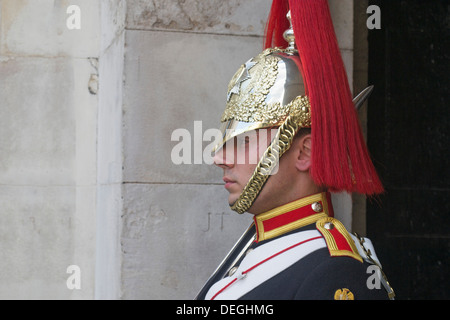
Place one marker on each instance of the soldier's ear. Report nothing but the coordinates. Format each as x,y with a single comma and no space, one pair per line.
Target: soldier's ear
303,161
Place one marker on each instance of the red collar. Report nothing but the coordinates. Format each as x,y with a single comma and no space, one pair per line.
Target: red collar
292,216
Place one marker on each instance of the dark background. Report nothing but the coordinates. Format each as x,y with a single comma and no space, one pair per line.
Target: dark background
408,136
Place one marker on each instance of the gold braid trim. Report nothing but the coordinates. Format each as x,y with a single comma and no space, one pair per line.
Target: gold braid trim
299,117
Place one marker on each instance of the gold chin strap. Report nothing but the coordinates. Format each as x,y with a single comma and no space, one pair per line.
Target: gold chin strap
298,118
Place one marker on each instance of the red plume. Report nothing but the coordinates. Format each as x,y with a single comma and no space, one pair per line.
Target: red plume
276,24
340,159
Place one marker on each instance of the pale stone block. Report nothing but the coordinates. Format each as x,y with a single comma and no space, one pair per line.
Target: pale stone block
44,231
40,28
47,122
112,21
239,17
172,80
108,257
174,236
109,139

--

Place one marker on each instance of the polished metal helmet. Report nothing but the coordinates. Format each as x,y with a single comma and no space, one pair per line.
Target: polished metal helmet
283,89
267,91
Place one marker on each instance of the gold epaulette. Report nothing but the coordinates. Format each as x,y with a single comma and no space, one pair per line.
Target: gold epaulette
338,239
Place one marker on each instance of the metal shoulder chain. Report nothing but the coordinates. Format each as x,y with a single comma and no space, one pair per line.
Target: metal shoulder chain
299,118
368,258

--

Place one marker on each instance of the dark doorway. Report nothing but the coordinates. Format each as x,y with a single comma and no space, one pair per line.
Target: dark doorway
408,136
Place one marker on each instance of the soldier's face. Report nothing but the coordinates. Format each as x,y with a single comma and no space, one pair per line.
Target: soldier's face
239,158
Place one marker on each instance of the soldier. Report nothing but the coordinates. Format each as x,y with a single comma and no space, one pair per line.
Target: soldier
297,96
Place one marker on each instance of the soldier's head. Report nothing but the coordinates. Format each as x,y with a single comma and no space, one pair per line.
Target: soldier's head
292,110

- How to complete this task: Taking the entries above, restate exactly those lines that fall between the line with "Place one marker on each instance of the soldier's ear." and the line with "Place one marker on each instance of the pale", keeping both of those lines too.

- Expected answer:
Place one marker on each instance of the soldier's ear. Report nothing but the coordinates. Format each as x,y with a single comma and no space, one pair per line.
Target: soldier's ear
303,161
Place one marker on each instance of the red collar. Report nothing but the coordinates. Format each as x,y with a single comma and no space, one pair per line.
Target: red collar
292,216
Place one marker on each instance of the dark background. Report nothing but the coordinates. Format each as x,y with a single comma and no space, one pair per line.
Target: dark background
408,136
Place one marker on each instance of the gold braid trim. Report nothing but the coordinates. Format each as x,y with a single comma and no space, one pair per line.
Target: gold braid trim
299,117
Place one marker on each instance of the gold chin strap. Report nothing but the coordinates. Format each as x,y with a single comma and no space, one pair per line.
Target: gold chin strap
298,118
Place one marker on each instance of the red plume. Report nothing but the coordinates. Format each as x,y with a single comma and no space, one pair per line.
Target: red plume
276,24
340,159
Place one marker on each instance of the pale stone block. Report nothing but the coordinates. Format each as x,y with a single comma and no space, one pair per line.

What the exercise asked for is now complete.